* Saved entries:
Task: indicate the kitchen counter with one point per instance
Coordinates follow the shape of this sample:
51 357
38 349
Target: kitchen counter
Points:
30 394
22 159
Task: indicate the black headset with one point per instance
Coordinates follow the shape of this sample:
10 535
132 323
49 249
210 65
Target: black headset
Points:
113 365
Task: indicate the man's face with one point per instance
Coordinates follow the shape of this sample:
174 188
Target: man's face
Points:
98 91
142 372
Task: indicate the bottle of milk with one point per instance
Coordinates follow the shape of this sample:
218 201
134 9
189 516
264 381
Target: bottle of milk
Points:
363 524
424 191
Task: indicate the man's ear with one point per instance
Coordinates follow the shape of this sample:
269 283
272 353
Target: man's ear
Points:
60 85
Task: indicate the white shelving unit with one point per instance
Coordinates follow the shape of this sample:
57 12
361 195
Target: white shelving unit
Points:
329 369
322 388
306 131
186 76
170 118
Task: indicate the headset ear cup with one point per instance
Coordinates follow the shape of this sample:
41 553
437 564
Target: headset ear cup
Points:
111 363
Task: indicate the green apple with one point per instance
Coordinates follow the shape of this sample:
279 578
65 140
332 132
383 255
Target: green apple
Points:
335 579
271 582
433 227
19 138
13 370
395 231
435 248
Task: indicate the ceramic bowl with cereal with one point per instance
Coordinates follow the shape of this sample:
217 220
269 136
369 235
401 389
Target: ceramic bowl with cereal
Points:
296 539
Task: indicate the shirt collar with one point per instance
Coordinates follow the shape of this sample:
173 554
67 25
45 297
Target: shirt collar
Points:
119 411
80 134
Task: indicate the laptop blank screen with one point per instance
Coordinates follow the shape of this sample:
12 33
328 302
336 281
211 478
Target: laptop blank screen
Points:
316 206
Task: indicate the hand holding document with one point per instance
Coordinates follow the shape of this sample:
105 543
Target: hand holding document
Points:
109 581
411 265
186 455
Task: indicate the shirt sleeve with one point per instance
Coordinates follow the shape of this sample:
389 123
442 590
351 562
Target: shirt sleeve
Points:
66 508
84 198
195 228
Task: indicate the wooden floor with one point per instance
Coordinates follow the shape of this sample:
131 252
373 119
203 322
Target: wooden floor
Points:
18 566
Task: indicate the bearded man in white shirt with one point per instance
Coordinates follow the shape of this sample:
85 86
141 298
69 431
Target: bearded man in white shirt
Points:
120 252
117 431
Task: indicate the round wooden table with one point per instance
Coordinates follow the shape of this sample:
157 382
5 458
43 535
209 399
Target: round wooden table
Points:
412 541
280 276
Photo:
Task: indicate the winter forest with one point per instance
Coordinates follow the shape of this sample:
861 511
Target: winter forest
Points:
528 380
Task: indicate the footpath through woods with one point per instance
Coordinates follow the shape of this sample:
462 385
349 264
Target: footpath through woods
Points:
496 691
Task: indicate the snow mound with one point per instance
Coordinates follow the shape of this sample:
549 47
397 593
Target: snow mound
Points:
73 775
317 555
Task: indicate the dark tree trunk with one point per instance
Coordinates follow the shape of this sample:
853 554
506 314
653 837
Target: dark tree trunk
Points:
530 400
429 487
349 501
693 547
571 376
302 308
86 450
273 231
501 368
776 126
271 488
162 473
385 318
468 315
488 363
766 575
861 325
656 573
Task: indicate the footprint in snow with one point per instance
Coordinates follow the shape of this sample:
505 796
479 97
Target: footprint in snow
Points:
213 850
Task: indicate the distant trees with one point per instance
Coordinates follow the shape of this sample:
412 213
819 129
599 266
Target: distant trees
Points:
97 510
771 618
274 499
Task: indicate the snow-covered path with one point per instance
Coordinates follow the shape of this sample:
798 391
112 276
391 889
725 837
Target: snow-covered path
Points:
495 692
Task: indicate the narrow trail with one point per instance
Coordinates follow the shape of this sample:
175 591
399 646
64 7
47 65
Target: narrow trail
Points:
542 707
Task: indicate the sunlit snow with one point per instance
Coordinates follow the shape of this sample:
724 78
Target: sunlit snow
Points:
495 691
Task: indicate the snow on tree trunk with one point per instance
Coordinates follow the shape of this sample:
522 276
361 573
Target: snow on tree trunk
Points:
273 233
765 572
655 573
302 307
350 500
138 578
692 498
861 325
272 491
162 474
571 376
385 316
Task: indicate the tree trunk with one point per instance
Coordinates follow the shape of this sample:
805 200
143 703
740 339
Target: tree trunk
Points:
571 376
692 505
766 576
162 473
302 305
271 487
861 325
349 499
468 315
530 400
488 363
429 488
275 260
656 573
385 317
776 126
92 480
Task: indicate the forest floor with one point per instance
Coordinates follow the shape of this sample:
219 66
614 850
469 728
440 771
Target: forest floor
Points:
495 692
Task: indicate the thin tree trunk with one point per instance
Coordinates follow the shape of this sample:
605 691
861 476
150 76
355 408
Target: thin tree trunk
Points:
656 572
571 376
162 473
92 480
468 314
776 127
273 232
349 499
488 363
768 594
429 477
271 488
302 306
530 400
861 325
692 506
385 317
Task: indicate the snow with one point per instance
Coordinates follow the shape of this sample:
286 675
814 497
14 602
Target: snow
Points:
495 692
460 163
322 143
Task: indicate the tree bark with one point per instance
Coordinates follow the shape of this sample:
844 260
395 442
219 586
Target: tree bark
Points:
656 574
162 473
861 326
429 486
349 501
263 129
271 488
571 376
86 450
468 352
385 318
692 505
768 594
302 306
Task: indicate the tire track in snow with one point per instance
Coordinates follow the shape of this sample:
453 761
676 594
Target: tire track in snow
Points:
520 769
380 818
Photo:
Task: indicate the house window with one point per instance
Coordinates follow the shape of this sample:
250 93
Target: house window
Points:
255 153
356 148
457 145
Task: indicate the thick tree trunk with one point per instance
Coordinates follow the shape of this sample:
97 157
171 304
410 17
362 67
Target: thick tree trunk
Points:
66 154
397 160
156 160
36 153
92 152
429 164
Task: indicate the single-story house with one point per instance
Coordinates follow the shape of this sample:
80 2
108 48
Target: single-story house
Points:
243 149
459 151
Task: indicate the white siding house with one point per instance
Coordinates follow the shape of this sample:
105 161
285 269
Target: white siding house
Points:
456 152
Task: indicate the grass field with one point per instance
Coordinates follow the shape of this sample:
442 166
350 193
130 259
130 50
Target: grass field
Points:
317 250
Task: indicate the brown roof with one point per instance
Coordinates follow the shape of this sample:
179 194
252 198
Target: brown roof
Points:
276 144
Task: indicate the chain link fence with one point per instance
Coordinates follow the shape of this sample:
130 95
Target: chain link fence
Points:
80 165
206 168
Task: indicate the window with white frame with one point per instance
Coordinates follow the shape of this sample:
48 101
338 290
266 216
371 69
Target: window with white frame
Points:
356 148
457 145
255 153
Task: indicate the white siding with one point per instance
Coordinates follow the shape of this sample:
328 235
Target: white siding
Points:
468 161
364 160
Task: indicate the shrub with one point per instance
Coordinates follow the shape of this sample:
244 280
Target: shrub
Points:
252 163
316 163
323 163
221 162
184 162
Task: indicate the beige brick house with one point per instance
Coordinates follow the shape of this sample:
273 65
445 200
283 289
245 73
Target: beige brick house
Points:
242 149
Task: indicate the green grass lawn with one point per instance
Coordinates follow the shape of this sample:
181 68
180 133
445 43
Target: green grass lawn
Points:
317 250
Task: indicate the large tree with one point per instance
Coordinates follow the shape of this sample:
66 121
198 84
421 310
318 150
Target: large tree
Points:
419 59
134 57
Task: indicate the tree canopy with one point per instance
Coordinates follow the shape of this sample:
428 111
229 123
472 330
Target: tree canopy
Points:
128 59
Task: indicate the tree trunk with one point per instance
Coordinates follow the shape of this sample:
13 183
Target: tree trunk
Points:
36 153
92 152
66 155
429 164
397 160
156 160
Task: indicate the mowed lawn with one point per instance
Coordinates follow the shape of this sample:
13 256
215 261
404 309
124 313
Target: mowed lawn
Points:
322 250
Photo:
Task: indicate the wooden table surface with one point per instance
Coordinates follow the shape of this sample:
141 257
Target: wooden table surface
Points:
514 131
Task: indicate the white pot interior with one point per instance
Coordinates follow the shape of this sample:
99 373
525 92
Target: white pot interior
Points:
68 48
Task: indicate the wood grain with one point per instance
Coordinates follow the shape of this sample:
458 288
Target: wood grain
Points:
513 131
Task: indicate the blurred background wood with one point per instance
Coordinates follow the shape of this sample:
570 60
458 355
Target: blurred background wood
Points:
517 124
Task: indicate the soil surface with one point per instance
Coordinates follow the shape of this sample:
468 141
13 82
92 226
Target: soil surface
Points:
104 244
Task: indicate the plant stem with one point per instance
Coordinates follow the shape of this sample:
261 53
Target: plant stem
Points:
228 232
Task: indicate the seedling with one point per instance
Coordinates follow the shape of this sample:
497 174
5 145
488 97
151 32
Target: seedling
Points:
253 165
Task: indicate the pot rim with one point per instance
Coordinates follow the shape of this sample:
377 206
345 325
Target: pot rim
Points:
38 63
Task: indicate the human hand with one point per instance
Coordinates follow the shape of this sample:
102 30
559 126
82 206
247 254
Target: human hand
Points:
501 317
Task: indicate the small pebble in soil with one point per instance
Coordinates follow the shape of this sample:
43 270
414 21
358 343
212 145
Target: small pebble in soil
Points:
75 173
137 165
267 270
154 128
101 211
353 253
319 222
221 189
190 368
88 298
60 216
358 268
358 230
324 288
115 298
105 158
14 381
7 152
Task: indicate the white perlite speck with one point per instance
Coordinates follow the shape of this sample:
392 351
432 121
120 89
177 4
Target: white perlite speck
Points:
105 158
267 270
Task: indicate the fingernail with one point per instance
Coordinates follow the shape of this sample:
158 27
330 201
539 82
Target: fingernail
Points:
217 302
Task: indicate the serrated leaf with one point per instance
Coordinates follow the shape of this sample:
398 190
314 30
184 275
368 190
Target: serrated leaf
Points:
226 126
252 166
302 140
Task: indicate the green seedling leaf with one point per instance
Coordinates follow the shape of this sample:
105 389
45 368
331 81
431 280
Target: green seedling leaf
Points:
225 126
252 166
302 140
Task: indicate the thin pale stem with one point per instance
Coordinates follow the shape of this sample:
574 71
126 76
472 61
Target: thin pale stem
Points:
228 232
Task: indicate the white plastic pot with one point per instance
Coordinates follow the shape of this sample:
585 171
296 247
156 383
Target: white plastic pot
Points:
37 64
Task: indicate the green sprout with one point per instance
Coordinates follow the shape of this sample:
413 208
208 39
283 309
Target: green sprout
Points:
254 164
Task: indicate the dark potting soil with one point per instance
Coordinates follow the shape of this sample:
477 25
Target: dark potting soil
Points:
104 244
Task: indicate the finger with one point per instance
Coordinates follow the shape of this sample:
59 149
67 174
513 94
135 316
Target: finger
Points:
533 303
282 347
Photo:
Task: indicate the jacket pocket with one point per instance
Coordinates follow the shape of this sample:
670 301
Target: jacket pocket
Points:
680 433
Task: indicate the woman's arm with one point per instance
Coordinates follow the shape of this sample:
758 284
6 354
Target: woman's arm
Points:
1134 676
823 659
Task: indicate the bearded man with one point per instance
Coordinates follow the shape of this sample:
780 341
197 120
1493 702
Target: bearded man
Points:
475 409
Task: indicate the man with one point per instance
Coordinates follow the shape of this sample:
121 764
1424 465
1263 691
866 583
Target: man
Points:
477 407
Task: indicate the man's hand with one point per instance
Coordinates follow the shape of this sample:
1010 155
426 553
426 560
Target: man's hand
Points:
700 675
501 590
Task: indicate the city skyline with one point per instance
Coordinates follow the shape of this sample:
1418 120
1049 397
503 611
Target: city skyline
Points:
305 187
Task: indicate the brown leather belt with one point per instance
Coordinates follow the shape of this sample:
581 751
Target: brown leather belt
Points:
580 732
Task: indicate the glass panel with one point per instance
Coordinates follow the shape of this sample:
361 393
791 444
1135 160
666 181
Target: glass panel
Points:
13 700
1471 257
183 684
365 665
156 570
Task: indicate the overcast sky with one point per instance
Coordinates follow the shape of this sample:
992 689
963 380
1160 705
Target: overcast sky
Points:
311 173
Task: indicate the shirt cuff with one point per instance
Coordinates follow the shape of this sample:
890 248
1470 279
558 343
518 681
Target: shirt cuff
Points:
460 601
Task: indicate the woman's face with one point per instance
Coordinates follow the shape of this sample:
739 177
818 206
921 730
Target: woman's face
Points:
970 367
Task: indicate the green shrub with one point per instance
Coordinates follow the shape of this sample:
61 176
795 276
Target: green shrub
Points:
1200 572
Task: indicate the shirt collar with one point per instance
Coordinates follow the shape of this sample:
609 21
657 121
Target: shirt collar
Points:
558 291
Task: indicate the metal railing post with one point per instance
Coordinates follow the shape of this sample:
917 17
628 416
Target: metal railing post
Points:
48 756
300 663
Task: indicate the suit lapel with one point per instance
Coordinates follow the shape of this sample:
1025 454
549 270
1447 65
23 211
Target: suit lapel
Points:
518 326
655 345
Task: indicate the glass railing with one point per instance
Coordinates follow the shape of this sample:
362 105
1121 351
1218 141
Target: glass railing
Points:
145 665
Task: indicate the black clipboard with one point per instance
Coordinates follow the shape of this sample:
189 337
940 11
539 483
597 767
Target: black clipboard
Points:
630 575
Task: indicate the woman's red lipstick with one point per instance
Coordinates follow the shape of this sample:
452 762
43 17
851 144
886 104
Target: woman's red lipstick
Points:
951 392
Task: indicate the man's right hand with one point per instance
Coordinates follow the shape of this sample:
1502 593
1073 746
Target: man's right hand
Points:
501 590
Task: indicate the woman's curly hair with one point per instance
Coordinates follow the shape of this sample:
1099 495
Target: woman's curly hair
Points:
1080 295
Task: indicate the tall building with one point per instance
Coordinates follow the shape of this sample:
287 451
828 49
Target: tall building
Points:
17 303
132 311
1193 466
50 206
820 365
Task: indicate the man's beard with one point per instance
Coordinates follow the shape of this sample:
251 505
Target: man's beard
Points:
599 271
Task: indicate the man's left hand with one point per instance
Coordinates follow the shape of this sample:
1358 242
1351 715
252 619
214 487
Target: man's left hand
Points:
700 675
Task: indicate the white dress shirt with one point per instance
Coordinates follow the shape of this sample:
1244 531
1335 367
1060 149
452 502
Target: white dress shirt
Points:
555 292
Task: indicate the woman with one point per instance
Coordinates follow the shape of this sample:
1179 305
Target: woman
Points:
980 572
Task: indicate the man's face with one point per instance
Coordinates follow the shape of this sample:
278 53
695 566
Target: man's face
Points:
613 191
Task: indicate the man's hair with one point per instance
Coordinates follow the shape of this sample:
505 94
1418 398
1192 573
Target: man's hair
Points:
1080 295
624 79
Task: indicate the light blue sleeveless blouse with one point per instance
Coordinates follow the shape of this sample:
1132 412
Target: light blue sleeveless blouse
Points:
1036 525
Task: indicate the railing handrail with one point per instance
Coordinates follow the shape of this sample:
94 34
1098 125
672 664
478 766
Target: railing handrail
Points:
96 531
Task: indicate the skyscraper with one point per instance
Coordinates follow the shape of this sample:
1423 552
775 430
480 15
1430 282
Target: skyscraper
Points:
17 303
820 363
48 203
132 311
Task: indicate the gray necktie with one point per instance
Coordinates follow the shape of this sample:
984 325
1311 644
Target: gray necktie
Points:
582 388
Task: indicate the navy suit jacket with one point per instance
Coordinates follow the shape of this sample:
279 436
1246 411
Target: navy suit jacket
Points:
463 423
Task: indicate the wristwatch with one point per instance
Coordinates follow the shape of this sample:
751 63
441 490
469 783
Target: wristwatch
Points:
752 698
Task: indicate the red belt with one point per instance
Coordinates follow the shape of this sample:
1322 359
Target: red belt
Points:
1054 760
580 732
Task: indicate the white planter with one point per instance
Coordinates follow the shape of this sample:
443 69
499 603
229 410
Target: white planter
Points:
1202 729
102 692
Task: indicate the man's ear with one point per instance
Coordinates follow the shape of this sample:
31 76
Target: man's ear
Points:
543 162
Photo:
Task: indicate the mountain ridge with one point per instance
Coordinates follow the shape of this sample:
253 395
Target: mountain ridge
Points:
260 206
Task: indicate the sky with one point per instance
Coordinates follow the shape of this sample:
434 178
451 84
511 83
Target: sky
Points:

* TASK DETAILS: Reproduce only the lines between the line containing "Task: indicate the navy" and the last line of the records, those two lines included, exactly.

* TASK ANSWER:
Task: indicate the navy suit jacket with one point per instance
Coordinates follow the shape of this sample:
279 436
1246 411
Target: navy suit jacket
Points:
463 423
Task: indicate the wristwatch with one point per instance
Coordinates follow the shape of this sample:
751 63
441 490
469 783
Target: wristwatch
Points:
752 698
Task: indicate the red belt with one point per instance
Coordinates follow the shape of this sample:
1322 359
Target: red belt
Points:
1054 760
580 732
Task: indicate the white planter with one point per instance
Coordinates follow the shape of this sample:
443 69
499 603
229 410
Target: white planter
Points:
1202 729
102 692
Task: indicate the man's ear with one point per instance
Coordinates follow the shape of this sample:
31 76
Target: man's ear
Points:
543 162
Photo:
Task: indicate the mountain ridge with one point per instance
Coordinates follow the shape of this sample:
253 395
Target: mountain ridge
Points:
260 206
Task: indicate the sky with one point per instance
Coordinates follow the shape of this sample:
434 178
451 84
511 83
Target: sky
Points:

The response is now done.